▶ [Dataset excerpt]:
++++++
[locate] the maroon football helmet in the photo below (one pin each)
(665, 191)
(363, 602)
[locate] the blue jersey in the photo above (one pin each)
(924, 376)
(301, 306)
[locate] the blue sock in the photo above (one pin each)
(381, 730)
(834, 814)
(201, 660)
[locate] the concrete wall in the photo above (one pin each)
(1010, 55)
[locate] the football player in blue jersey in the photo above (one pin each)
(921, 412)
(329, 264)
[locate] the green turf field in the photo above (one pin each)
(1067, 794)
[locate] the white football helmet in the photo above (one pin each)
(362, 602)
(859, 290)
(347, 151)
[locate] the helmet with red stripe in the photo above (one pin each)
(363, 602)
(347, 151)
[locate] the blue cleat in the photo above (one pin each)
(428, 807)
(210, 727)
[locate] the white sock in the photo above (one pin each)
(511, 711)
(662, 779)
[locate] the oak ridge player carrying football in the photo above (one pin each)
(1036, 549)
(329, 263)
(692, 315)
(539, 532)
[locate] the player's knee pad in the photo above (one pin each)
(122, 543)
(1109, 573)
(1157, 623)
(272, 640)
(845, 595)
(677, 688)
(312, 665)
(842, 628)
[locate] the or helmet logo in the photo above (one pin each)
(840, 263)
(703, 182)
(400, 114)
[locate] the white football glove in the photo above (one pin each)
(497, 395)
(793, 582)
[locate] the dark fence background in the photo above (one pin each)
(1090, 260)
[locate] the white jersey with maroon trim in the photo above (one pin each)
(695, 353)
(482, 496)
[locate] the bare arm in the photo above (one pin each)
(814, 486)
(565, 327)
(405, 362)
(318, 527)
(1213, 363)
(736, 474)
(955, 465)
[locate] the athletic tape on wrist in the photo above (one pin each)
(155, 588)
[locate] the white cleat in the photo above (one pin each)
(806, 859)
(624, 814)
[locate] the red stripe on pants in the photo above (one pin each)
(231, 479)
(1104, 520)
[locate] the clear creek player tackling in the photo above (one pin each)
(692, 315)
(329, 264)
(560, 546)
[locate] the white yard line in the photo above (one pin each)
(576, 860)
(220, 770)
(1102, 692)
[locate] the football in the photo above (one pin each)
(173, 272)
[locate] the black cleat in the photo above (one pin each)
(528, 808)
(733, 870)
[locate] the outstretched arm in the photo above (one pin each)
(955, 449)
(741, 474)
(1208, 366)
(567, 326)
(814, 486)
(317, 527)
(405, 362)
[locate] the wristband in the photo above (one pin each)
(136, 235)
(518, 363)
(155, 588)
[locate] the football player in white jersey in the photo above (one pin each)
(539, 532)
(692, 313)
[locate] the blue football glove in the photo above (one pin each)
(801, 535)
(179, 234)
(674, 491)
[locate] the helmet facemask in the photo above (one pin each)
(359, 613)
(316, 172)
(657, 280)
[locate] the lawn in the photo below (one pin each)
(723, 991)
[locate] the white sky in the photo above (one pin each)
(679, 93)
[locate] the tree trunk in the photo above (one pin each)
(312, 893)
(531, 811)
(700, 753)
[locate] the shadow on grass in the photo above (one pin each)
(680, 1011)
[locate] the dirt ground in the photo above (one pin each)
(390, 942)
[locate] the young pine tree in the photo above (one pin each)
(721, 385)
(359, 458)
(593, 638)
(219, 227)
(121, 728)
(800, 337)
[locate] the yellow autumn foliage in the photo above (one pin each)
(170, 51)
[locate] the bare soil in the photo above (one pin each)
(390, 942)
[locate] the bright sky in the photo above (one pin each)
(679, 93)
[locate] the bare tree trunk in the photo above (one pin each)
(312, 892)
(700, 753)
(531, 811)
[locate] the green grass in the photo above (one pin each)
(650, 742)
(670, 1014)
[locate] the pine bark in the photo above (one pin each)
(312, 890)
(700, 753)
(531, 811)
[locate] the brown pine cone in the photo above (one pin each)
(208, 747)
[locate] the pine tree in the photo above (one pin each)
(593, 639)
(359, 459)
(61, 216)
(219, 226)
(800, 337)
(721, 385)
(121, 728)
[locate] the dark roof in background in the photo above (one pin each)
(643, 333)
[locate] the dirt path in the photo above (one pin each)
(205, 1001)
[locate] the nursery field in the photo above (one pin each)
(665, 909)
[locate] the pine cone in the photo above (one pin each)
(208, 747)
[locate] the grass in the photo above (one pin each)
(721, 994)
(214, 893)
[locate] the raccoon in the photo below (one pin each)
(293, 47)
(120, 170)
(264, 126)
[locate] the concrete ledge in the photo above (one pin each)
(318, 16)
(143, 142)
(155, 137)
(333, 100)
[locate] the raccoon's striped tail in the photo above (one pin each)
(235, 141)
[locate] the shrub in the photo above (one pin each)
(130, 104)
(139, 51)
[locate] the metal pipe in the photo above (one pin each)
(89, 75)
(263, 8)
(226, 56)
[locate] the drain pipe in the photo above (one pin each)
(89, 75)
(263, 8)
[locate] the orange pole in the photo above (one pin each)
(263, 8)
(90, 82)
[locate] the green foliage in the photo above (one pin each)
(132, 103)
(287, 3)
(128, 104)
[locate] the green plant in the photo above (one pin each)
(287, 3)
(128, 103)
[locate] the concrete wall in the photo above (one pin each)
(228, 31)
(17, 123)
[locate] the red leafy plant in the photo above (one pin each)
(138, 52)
++++++
▶ [Exercise requirements]: Reproduce every line of the records above without any change.

▶ [Output of the task]:
[locate] the maroon football helmet in the photo below (one pin each)
(665, 191)
(363, 602)
[locate] the blue jersey in the photo above (one pin each)
(924, 376)
(301, 306)
[locate] the blue sock in the photo above (one pin each)
(381, 730)
(834, 814)
(201, 660)
[locate] the concrete wall in the photo above (one pin each)
(1010, 55)
[locate] the football player in blue jersey in the photo above (one pin each)
(921, 412)
(329, 264)
[locate] the green turf field in the photo above (one pin each)
(1067, 794)
[locate] the white football helmet in the photo above (one pin each)
(362, 602)
(859, 290)
(347, 151)
[locate] the helmet with red stripe in the photo above (one pin each)
(363, 602)
(347, 151)
[locate] the blue cleat in the photo above (one pin each)
(428, 807)
(210, 727)
[locate] the white sock in the photo above (one pin each)
(511, 711)
(662, 779)
[locate] the oak ridge player carrying football in the photo above (one pin each)
(1036, 549)
(329, 263)
(692, 315)
(539, 532)
[locate] the player's knee pad in the photo above (one pin each)
(122, 543)
(1109, 573)
(1157, 623)
(272, 640)
(845, 595)
(677, 688)
(312, 665)
(842, 628)
[locate] the or helmet logo in the photo above (one pin each)
(840, 263)
(703, 182)
(400, 114)
[locate] the white football glove in the photo above (one pin each)
(497, 395)
(793, 582)
[locate] the dark fence background in the photo above (one pin each)
(1090, 260)
[locate] the white jersey with maroon trim in the photo above (one pin each)
(695, 353)
(482, 496)
[locate] the bare arm in the photo above (one pin each)
(814, 486)
(565, 327)
(405, 362)
(318, 527)
(1213, 363)
(736, 474)
(955, 465)
[locate] the athletic tape on wrist in the photo above (one pin each)
(155, 588)
[locate] the white cleat in the photo above (one pin each)
(806, 859)
(624, 814)
[locate] the red stripe on pants in the photo above (one pin each)
(231, 479)
(1104, 520)
[locate] the clear creek player tackling in the photo above (one pin each)
(692, 315)
(329, 264)
(560, 546)
[locate] the white yard line in the photo above (one pin each)
(576, 860)
(220, 770)
(1102, 692)
[locate] the football in the photo above (one pin each)
(173, 272)
[locate] the black cleat in the photo above (one pin each)
(528, 808)
(733, 870)
[locate] the outstretched arm in the photo above (one pin each)
(955, 449)
(741, 474)
(1208, 366)
(567, 326)
(814, 486)
(317, 527)
(405, 362)
[locate] the wristband in the photo above (one pin each)
(136, 235)
(518, 363)
(155, 588)
[locate] the football player in white jersey in the photo above (one pin each)
(539, 532)
(692, 313)
[locate] the blue football glove in the photo above (one pin each)
(801, 535)
(179, 234)
(674, 491)
[locate] the helmet facemask in the photo above (one pin each)
(359, 613)
(316, 172)
(657, 280)
[locate] the lawn in the photo below (one pin each)
(723, 991)
[locate] the white sky in the photo above (one pin each)
(679, 93)
[locate] the tree trunk in the photo above (one pin each)
(312, 893)
(531, 811)
(700, 753)
[locate] the shadow on grass in the photo above (one pin each)
(680, 1011)
[locate] the dirt ground in the photo above (one pin each)
(390, 942)
[locate] the young pine tree in the photo above (one pin each)
(721, 385)
(359, 458)
(593, 638)
(219, 227)
(121, 728)
(800, 337)
[locate] the yellow autumn foliage in the photo above (one pin each)
(170, 51)
[locate] the bare soil in the photo above (one pin each)
(390, 942)
[locate] the bright sky in the photo above (one pin each)
(679, 93)
[locate] the bare tree trunk in the photo above (one pin each)
(312, 892)
(700, 753)
(531, 811)
[locate] the green grass in the photo above (one pin each)
(650, 742)
(670, 1014)
[locate] the pine bark in the photo above (one pin each)
(312, 890)
(700, 753)
(531, 811)
[locate] the brown pine cone in the photo above (one pin each)
(208, 747)
[locate] the pine tree in the photo above (one pin each)
(593, 639)
(359, 459)
(61, 216)
(219, 226)
(800, 337)
(721, 385)
(121, 728)
[locate] the dark roof in background in the photo above (one pin each)
(643, 333)
[locate] the dirt path in the photo above (one pin each)
(205, 1001)
[locate] the nursery field in the photo above (one pin each)
(665, 909)
[locate] the pine cone in the photo above (one pin each)
(208, 747)
[locate] the grass in the photo above (one pin each)
(721, 994)
(214, 893)
[locate] the raccoon in the photo below (one pin each)
(293, 47)
(120, 170)
(264, 126)
[locate] the concrete ledge in the photo above (one pin each)
(318, 16)
(143, 142)
(155, 137)
(333, 100)
[locate] the raccoon's striped tail in the photo above (one pin each)
(235, 141)
[locate] the shrub in the photo above (one pin each)
(130, 104)
(139, 51)
[locate] the metal pipe in the photo above (one pin each)
(89, 75)
(263, 8)
(226, 56)
[locate] the drain pipe in the photo above (one pin each)
(89, 75)
(263, 8)
[locate] the orange pole in the photo above (one pin each)
(263, 8)
(90, 82)
[locate] the green foliage in the photo above (one pin each)
(132, 103)
(287, 3)
(128, 104)
[locate] the green plant in the photo above (one pin each)
(287, 3)
(128, 103)
[locate] the concrete wall in the photo above (one pin each)
(228, 31)
(17, 123)
[locate] the red leafy plant in the photo above (one pin each)
(138, 52)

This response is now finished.